* **Materials provided**:
----

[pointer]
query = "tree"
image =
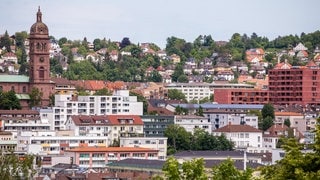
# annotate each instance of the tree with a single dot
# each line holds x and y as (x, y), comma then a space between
(183, 78)
(9, 100)
(125, 42)
(267, 110)
(14, 167)
(266, 123)
(296, 164)
(175, 94)
(227, 170)
(5, 42)
(102, 92)
(35, 97)
(178, 138)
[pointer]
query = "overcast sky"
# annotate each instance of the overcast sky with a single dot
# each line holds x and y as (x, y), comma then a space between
(156, 20)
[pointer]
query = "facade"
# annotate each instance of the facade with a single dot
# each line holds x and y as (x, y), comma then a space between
(192, 91)
(7, 142)
(120, 103)
(154, 126)
(55, 142)
(112, 127)
(243, 136)
(97, 158)
(157, 143)
(39, 67)
(294, 85)
(241, 96)
(191, 122)
(220, 119)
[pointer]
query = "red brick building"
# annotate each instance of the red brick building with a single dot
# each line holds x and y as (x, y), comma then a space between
(39, 67)
(241, 96)
(294, 85)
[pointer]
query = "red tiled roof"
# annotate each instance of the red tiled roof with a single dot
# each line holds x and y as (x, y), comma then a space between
(112, 149)
(237, 128)
(103, 120)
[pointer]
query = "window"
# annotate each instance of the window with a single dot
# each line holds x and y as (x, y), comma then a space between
(41, 72)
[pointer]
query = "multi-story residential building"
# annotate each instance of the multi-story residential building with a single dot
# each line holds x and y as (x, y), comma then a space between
(157, 143)
(154, 126)
(7, 142)
(243, 136)
(241, 96)
(192, 91)
(272, 135)
(121, 103)
(191, 122)
(207, 107)
(197, 91)
(97, 158)
(112, 127)
(55, 142)
(220, 118)
(297, 120)
(294, 85)
(18, 121)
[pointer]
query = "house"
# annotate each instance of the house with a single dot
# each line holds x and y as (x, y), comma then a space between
(225, 75)
(272, 135)
(111, 126)
(175, 58)
(255, 55)
(9, 57)
(300, 47)
(98, 157)
(157, 143)
(243, 136)
(192, 122)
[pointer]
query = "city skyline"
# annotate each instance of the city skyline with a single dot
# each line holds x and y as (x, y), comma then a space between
(143, 21)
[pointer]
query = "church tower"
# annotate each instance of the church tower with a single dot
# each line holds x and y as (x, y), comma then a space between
(39, 64)
(39, 70)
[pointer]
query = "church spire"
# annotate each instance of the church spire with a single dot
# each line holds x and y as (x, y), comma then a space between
(39, 15)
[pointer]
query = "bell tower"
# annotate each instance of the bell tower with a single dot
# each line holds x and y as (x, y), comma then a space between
(39, 63)
(39, 70)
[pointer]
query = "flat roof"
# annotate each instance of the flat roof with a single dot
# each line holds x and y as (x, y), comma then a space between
(14, 78)
(219, 106)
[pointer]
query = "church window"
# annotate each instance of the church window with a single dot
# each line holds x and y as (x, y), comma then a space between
(41, 72)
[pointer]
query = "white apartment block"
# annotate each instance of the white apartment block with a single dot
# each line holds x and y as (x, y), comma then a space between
(15, 125)
(121, 103)
(243, 136)
(221, 119)
(192, 91)
(192, 122)
(157, 143)
(112, 127)
(55, 143)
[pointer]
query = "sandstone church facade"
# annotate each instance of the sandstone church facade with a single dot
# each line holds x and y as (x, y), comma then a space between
(39, 68)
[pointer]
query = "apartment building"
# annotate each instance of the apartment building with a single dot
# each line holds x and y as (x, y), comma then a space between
(243, 136)
(191, 122)
(294, 85)
(55, 142)
(154, 126)
(112, 127)
(17, 121)
(97, 157)
(121, 103)
(220, 118)
(157, 143)
(241, 96)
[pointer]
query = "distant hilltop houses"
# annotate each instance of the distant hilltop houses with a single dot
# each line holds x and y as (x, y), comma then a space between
(118, 110)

----

* **Work to be completed**: Leave the images out, please, and restate each line word for word.

* **Result of the exercise**:
[pointer]
query = "tree"
image =
# annotate each instance of the tree with a single dot
# each line holds x and y as (x, y), comma then a space between
(183, 78)
(9, 100)
(125, 42)
(267, 110)
(14, 167)
(266, 123)
(296, 164)
(175, 94)
(227, 170)
(5, 42)
(102, 92)
(35, 97)
(178, 138)
[pointer]
query = "overcast sky"
# annotate each instance of the overcast sky with a single dot
# each line holds x and y as (x, y), comma then a space between
(156, 20)
[pointer]
query = "facade"
# annotate each instance of the facade with a single dot
# each line holds x and y as (x, y), comma then a space between
(192, 91)
(7, 142)
(120, 103)
(154, 126)
(55, 142)
(112, 127)
(243, 136)
(97, 158)
(157, 143)
(39, 67)
(294, 85)
(241, 96)
(191, 122)
(220, 119)
[pointer]
query = "red brick building"
# annotate each instance of the red brick building with a single dot
# each line holds x and y as (x, y), comma then a space between
(39, 67)
(241, 96)
(294, 85)
[pointer]
query = "red tiled roof"
# annotate each instance of the red tiled roof with a single dot
# each line holds x and y as (x, y), comma then a space between
(112, 149)
(237, 128)
(103, 120)
[pointer]
query = "window"
# annotate each instance of the window with a single dot
# each line holds x and y as (x, y), comma then a space between
(41, 72)
[pointer]
query = "multi-story residential building"
# annotate each instance of the multi-story residential building with a single dot
# each line holds x and y as (x, y), comma then a space between
(157, 143)
(154, 126)
(7, 142)
(243, 136)
(241, 96)
(192, 91)
(272, 135)
(121, 103)
(191, 122)
(207, 107)
(197, 91)
(97, 158)
(112, 127)
(55, 142)
(220, 118)
(297, 120)
(294, 85)
(18, 121)
[pointer]
query = "house"
# annotate each instance of the house with a single dot
# each line holds x and y as (x, y), comma then a space between
(225, 75)
(272, 135)
(111, 126)
(175, 58)
(255, 55)
(9, 57)
(300, 47)
(98, 157)
(157, 143)
(243, 136)
(192, 122)
[pointer]
query = "city skyline"
# annotate each instance of the city skyline with a single dot
# each line holds x and y as (x, y), comma then a space between
(143, 21)
[pointer]
query = "church tower"
# annotate each instance of the church tower with a single dot
# each line holds x and y as (x, y), comma then a space between
(39, 64)
(39, 70)
[pointer]
query = "church spire"
# annotate each instance of the church spire with a single dot
# each line holds x and y as (x, y), comma then a space between
(39, 15)
[pointer]
query = "bell tower"
# annotate each instance of the bell tower with a single dot
# each line holds x and y as (x, y), comma then a space between
(39, 63)
(39, 70)
[pointer]
query = "flat roof"
# annotate each instance of the flat roof with a single dot
# each line holds x and y as (x, y), comma then a space between
(14, 78)
(219, 106)
[pointer]
query = "church window"
# annotate each instance of the church window with a single dot
# each line holds x and y as (x, y), comma then a space between
(41, 72)
[pointer]
query = "white apartment block"
# annotate each instance of the white apartment block with a single dot
# each line holds x and y as (x, y), comma then a space between
(15, 125)
(121, 103)
(243, 136)
(221, 119)
(192, 91)
(192, 122)
(157, 143)
(112, 127)
(55, 143)
[pointer]
query = "sandstone church facade"
# annotate each instance of the sandstone church facade with a single dot
# each line holds x and y as (x, y), comma then a space between
(39, 68)
[pointer]
query = "apartment building"
# annotate each instance of the apartment building with a single dot
# each line holds x and y as (x, y), comma then a space between
(243, 136)
(191, 122)
(294, 85)
(55, 142)
(154, 126)
(112, 127)
(17, 121)
(97, 157)
(121, 103)
(220, 118)
(157, 143)
(241, 96)
[pointer]
query = "distant hilltop houses"
# annotate each instance of the distant hilltop houses with a single dot
# each line holds x and y as (x, y), comma then a space between
(118, 110)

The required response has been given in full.